If the operating conditions are normal
and the compressor is running
excessively hot for no observable
reason, or if the amperage drawn is
above the normal range and sufficient
to repeatedly trip the protector, the
compressor has internal damage and
should be replaced.
IF THE COMPRESSOR RUNS
BUT WILL NOT REFRIGERATE
1. Check the refrigerant charge.
Check the evaporator surface to
determine if it is evenly cold
throughout, or if partially starved. A
lack of charge may be indicated by
light, fluffy frost at the evaporator inlet.
Add refrigerant if necessary.
2. Check the compressor suction
pressure. An abnormally low pressure
may indicate a loss of refrigerant
charge, a malfunctioning capillary tube,
a lack of evaporator capacity possibly
due to icing or low air flow, or a
restriction in the system.

## Information provided

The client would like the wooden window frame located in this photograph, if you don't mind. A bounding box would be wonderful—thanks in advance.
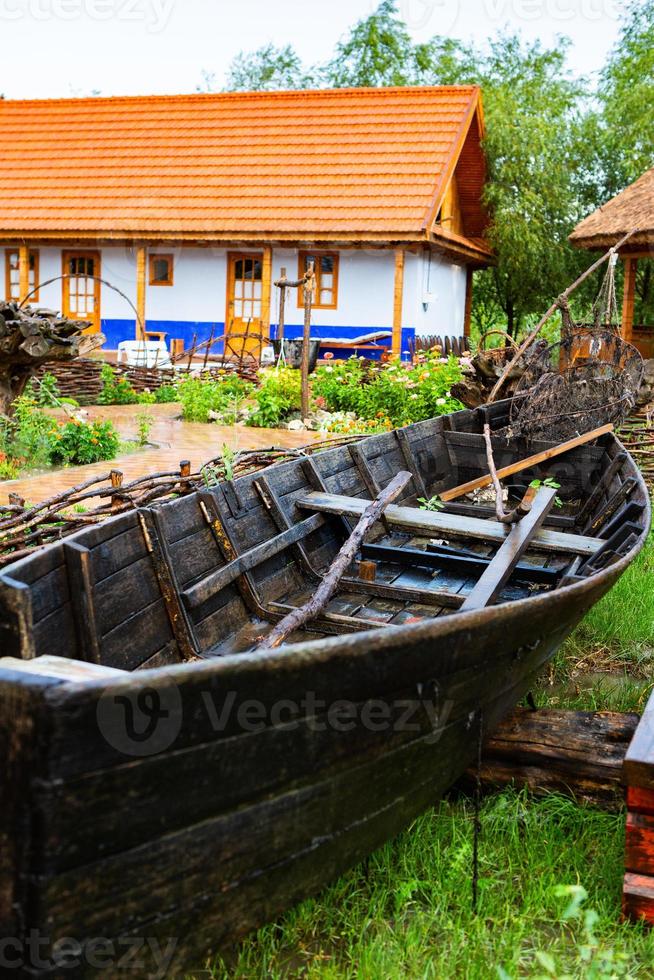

## Requirements
1/ Rewrite the stretch of the compressor troubleshooting excerpt from "Add refrigerant if" through "in the system.", substituting "expansion valve" for "capillary tube".
2/ Continue the compressor troubleshooting excerpt past its final sentence.

## The responses
1/
Add refrigerant if necessary.
2. Check the compressor suction
pressure. An abnormally low pressure
may indicate a loss of refrigerant
charge, a malfunctioning expansion valve,
a lack of evaporator capacity possibly
due to icing or low air flow, or a
restriction in the system.

2/
Often a restriction in a drier or strainer
can be identified by frost or a decrease
in temperature across the restriction due
to the pressure drop in the line. This
will be true only if liquid refrigerant is
in the line at the restricted point, since
any temperature change due to
restriction would be caused by the
flashing of liquid into vapor as the
pressure changes.
Any abnormal restriction in the system
must be corrected.
3. Check the compressor discharge
pressure. An abnormally high
discharge pressure can cause a loss of
capacity, and can be caused by a dirty
condenser, a malfunctioning condenser
fan, or air in the system.
4. If the suction pressure is high, and
the evaporator and condenser are
functioning normally, check the
compressor amperage draw. An
amperage draw near or above the
nameplate rating indicates normal
compressor or unit may have damaged
valves.
An amperage draw considerably below
the nameplate rating may indicate a
broken suction reed or broken
connecting rod in the compressor.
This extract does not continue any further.